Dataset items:
BEGIN
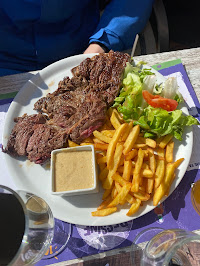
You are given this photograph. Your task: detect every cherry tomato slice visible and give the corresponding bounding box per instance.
[142,90,178,112]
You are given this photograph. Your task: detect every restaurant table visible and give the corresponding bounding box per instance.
[0,48,200,266]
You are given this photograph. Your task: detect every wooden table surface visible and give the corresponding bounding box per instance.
[0,48,200,266]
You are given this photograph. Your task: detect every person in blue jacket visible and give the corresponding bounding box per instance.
[0,0,153,76]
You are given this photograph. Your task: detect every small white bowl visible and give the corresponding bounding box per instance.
[50,145,99,196]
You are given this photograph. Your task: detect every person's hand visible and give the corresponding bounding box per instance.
[84,43,105,54]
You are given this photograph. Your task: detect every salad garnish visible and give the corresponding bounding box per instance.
[113,62,199,141]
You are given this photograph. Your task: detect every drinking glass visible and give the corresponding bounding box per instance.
[0,185,70,266]
[131,228,200,266]
[191,180,200,215]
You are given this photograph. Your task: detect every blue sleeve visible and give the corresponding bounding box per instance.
[89,0,154,51]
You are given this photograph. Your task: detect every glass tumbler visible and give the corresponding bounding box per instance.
[131,228,200,266]
[0,186,54,266]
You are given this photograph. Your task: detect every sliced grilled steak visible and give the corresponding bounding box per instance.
[26,124,67,164]
[4,51,130,164]
[4,114,47,156]
[3,114,67,164]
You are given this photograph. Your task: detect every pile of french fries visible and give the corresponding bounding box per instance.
[69,108,184,216]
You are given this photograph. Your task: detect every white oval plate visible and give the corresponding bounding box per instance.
[3,54,193,226]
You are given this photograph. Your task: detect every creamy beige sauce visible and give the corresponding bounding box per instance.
[26,196,47,213]
[54,151,94,192]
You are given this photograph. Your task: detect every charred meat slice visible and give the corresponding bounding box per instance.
[26,124,67,164]
[4,51,130,164]
[3,114,47,156]
[3,114,67,164]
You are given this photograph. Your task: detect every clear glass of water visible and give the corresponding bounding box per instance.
[132,228,200,266]
[0,186,54,266]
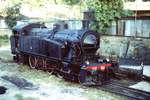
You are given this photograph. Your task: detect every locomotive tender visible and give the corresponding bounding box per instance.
[10,23,117,85]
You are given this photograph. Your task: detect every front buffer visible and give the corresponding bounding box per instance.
[79,63,113,86]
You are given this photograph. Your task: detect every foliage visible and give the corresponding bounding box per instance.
[63,0,80,5]
[5,5,23,29]
[87,0,133,33]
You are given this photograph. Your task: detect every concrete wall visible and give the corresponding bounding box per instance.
[98,36,150,59]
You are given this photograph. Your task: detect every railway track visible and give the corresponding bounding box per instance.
[98,80,150,100]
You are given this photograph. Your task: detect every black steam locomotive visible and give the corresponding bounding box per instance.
[10,23,117,85]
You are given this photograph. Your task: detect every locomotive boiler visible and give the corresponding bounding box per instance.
[10,23,117,85]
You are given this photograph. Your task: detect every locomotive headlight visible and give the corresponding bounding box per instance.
[106,58,110,62]
[83,34,97,44]
[85,60,90,65]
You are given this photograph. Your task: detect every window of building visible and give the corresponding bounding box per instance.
[118,20,150,37]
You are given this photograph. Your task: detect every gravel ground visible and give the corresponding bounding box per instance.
[0,47,126,100]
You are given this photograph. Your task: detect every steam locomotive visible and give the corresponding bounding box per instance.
[10,23,118,85]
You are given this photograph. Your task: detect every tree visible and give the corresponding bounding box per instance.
END
### To do
Write out the lines of the items as a numbered list, leaving out blank lines. Begin at the line that contains "every locomotive boiler" and stop after the last line of the items.

### Expected output
1. You are given this photograph. Your task: detect every locomotive boiler visible and give the corresponding bounding box per instance.
2. [10,23,117,85]
3. You are given this photograph. Your task: detect every locomotive headlight visible and give the corresponding bounding box per instance.
4. [106,58,110,62]
5. [83,34,97,44]
6. [85,60,90,65]
7. You are given this photograph. Your task: detect every window of building visible and give the corresponding bounding box per instance.
8. [118,20,150,37]
9. You are given this photograph. Your task: detect every gravel ground visible and give the corresponding bounding box per instance.
10. [0,47,126,100]
11. You are given this photograph. Your task: detect every steam locomotive visible and give the corresponding bounding box per instance.
12. [10,23,118,85]
13. You are given this photograph. Your task: detect every tree visible and give the corresponding bounding box per instance.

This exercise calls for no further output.